■ AIM OF THE EXERCISE ■
Print the entries below word for word; the pictures stay out of your copy.

■ INPUT MATERIAL ■

BEGIN

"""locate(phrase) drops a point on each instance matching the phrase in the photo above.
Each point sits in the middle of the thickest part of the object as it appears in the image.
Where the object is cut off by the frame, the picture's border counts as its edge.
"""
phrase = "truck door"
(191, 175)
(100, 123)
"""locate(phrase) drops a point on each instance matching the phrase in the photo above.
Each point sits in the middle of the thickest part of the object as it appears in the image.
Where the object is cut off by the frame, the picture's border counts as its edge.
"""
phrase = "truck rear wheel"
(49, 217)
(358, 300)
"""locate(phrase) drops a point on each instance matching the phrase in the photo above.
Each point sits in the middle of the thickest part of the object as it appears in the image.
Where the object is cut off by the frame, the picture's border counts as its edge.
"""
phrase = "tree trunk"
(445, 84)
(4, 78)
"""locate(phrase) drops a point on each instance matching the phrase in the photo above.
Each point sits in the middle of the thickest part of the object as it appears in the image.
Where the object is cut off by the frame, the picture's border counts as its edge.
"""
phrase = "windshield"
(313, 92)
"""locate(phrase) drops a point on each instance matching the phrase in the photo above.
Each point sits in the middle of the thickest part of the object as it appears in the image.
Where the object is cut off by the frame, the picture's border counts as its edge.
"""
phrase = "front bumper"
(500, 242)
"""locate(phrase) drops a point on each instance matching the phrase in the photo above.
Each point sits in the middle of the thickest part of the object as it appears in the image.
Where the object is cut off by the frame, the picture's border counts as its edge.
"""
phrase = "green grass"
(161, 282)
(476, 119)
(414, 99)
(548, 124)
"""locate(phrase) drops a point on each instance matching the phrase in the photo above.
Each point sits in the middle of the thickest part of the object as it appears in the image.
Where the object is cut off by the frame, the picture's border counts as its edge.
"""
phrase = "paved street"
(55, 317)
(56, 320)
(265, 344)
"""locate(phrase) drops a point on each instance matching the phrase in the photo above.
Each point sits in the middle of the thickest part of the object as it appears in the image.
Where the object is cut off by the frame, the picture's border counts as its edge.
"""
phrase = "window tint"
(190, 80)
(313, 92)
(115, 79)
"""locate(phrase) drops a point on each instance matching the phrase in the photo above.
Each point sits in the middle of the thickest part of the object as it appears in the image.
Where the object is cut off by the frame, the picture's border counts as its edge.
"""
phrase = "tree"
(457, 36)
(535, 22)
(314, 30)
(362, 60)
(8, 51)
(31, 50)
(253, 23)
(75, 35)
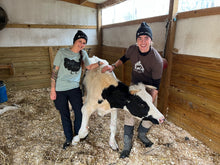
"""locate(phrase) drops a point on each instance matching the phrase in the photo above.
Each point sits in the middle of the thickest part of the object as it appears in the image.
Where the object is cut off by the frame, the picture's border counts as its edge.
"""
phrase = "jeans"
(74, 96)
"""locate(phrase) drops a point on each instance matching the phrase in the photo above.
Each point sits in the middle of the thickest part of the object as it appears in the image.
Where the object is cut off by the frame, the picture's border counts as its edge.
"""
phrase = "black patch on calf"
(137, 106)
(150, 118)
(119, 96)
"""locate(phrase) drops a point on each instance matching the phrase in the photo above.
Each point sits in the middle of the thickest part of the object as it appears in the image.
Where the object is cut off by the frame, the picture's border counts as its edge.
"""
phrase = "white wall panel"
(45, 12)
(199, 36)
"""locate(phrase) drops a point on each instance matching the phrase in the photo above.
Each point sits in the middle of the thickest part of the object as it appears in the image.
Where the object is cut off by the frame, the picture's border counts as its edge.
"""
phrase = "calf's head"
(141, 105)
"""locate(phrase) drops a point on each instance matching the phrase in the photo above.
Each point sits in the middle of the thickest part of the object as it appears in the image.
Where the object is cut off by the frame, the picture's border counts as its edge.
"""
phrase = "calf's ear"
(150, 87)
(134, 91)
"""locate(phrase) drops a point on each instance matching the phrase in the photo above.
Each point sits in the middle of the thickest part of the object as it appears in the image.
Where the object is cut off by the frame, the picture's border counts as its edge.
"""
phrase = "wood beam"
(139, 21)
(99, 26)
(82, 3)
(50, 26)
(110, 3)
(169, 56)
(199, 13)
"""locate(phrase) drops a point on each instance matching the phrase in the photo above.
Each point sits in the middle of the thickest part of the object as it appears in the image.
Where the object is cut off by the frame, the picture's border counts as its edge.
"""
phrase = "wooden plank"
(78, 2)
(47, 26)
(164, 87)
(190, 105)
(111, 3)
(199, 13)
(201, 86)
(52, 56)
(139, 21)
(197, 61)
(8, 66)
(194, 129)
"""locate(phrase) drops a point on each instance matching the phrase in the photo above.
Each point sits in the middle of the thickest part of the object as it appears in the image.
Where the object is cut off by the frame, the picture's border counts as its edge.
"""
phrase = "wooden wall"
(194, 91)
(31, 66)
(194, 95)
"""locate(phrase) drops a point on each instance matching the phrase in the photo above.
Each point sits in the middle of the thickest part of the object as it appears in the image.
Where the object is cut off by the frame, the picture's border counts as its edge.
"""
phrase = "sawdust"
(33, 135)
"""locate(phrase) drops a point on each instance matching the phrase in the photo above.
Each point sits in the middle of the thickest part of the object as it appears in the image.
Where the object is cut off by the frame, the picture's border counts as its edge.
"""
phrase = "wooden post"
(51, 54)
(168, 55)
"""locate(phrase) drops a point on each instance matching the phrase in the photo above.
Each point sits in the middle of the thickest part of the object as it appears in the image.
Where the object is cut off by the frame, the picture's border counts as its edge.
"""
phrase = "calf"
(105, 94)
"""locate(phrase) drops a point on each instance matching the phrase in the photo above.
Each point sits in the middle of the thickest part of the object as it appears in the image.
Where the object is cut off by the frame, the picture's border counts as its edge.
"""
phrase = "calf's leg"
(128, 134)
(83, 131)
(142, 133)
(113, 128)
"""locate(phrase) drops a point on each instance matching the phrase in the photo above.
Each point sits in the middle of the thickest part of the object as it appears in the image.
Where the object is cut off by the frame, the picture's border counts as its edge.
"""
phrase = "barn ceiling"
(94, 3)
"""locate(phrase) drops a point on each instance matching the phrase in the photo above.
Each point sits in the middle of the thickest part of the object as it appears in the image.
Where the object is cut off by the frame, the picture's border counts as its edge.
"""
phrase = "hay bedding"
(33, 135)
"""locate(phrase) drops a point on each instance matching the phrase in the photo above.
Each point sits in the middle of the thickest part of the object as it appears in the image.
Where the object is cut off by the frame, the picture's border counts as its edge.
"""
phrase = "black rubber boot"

END

■ SOLUTION TO THIS EXERCISE ■
"""locate(phrase) drops a point on each instance matching the phrase in the photo above.
Each point sits in the middle of the thickest part of the object as it appears in the image.
Where the object is cut off by the frame, the picture's border counts as its edge.
"""
phrase = "truck door"
(191, 175)
(100, 123)
"""locate(phrase) drops a point on each instance matching the phrase in the photo above.
Each point sits in the middle of the thickest part of the object as it appears in the image.
Where the object is cut off by the frame, the picture's border counts as its edge.
"""
phrase = "truck rear wheel"
(49, 217)
(358, 300)
"""locate(phrase) drops a point on each instance matching the phrase in the photo above.
Each point sits in the middle of the thickest part of the object as it appears in the image.
Where the object is cut off by the frame, the picture's border counts as its edge.
"""
phrase = "tree trunk"
(445, 84)
(4, 78)
"""locate(phrase) drops a point on each instance matching the phrase in the photo above.
Each point sits in the middle of the thickest part of the object as it appears in the image.
Where the object is cut off by the frame, the picture's border counts as its edge.
"""
phrase = "windshield"
(313, 92)
"""locate(phrase) drops a point on each instance matching the phrase in the photo above.
Each point sits in the middle of the thickest part of the object as it appears in the image.
Where the object is cut off by the frame, the picture's border counts as its edge.
"""
phrase = "front bumper"
(500, 242)
"""locate(phrase) drops a point on each instance matching the phrase in the photo above.
Each point sits in the middle of the thickest part of the object as it appears in the image.
Where the object is cut off by the frame, the picture's border counts as its edge.
"""
phrase = "green grass"
(161, 282)
(476, 119)
(414, 99)
(548, 124)
"""locate(phrase) drops a point on each instance matching the phrase in the photo above.
Each point sits in the middle of the thickest part of the object as it appears in the image.
Where the object is cut off by the frame, the picture's border counts as its edge.
"""
phrase = "paved street"
(55, 317)
(56, 320)
(265, 344)
"""locate(phrase) drops a point on each instance matching the phrase in the photo above.
Each point sits in the middle of the thickest part of the object as it appears in the image.
Where the object is cut off by the frame, the picture's border counts as its edge.
"""
phrase = "window tint"
(190, 80)
(313, 92)
(115, 79)
"""locate(phrase) drops a point on each instance matching the phrase in the photo above.
Each point sits in the middle of the thickest part of the object as it appears in the image.
Where the object is cut off by the frame, the picture's border counts as its edge.
"""
phrase = "tree"
(457, 36)
(535, 22)
(314, 30)
(362, 60)
(8, 51)
(31, 50)
(253, 23)
(75, 35)
"""locate(phrase) drops a point on each instance matching the phrase in the photo above.
Each point sits in the middle of the thickest part of the object as it appears in the image.
Where the object is cut off by the frame, the picture's border counts as its edge.
"""
phrase = "jeans"
(74, 96)
"""locate(phrase) drops a point on each instance matching the phrase in the photo above.
Each point sits in the middle of the thickest part of the object as it appears in the image.
Where the object is cut off by the frame, the picture's border counts as its edge.
"""
phrase = "black patch on calf"
(137, 106)
(150, 118)
(119, 96)
"""locate(phrase) drops a point on each instance matching the phrase in the photo above.
Each point sits in the middle of the thickest part of the object as it appears in the image.
Where the object is cut off by the frame, the picture's border counts as its edge.
"""
phrase = "white wall panel"
(45, 12)
(199, 36)
"""locate(phrase) drops a point on each instance matching the phrase in the photo above.
Each point sits in the middle of the thickest part of the object as it appears in the image.
Where the object is cut off by the frame, the picture's border counts as its edge.
"""
phrase = "calf's head"
(141, 105)
"""locate(phrase) drops a point on each instance matching the phrase in the photo above.
Each point sits in the middle of the thickest part of the object as it appears in the image.
Where the object is cut off by the frame, the picture's border counts as its edge.
"""
phrase = "calf's ear"
(150, 87)
(134, 91)
"""locate(phrase) drops a point on each instance matching the phrase in the photo above.
Each point sits in the middle of the thickest part of the object as it appears in the image.
Where the object is cut off by the frame, the picture's border counts as its edge.
"""
phrase = "wood beam"
(139, 21)
(99, 26)
(82, 3)
(50, 26)
(110, 3)
(169, 56)
(199, 13)
"""locate(phrase) drops a point on each instance matching the phrase in the photo above.
Each point sits in the middle of the thickest part of the object as it appears in the image.
Where the object is cut off by the frame, the picture's border counts as its edge.
"""
phrase = "wooden plank"
(78, 2)
(47, 26)
(164, 87)
(190, 105)
(111, 3)
(199, 13)
(201, 86)
(52, 56)
(139, 21)
(197, 61)
(8, 66)
(194, 129)
"""locate(phrase) drops a point on each instance matching the phrase in the photo above.
Each point sits in the middle of the thickest part of the object as it appears in the image.
Where the object is cut off by the frame, the picture's border counts as its edge.
"""
phrase = "wooden wall"
(194, 91)
(31, 66)
(194, 95)
"""locate(phrase) drops a point on each instance matching the phrase in the photo above.
Each point sits in the middle of the thickest part of the object as it appears in the image.
Where the object is cut off by the frame, the picture's border counts as its edge.
"""
phrase = "sawdust"
(33, 135)
"""locate(phrase) drops a point on each instance matching the phrase in the photo above.
Each point sits in the middle of the thickest part of the object as it appears in the image.
Where the object is cut off by the frame, the picture's border counts as its edge.
"""
phrase = "wooden post"
(51, 54)
(168, 55)
"""locate(phrase) drops a point on each instance matching the phrase in the photo above.
Each point sits in the middle of the thickest part of the object as it appears in the image.
Where the object is cut off by the frame, the picture's border counts as its edge.
"""
phrase = "calf"
(105, 94)
"""locate(phrase) drops a point on each instance matching the phrase in the photo above.
Each point sits in the middle of the thickest part of the object as it appears in the image.
Where the object is cut off by the frame, the picture's border counts as its edge.
"""
phrase = "calf's leg"
(128, 134)
(83, 131)
(142, 133)
(113, 128)
"""locate(phrase) drops a point on each instance matching the phrase in the photo above.
Each point sits in the middle of the thickest part of the object as it appears in the image.
Where the object is cut off by the frame, the picture's border counts as its edge.
"""
phrase = "barn ceiling"
(94, 3)
"""locate(phrase) drops a point on each instance matching the phrase in the photo above.
Each point sits in the middle of the thickest part of the object as it appears in the image.
Where the object is cut off by the frame, the picture's border counts as its edge.
"""
phrase = "hay bedding"
(33, 135)
"""locate(phrase) drops a point on each instance matching the phrase in the photo above.
Each point sits in the middle of the thickest part of the object as it appears in the image.
Where the object is cut off by the frame, the picture's border counts as its edge.
"""
phrase = "black rubber boot"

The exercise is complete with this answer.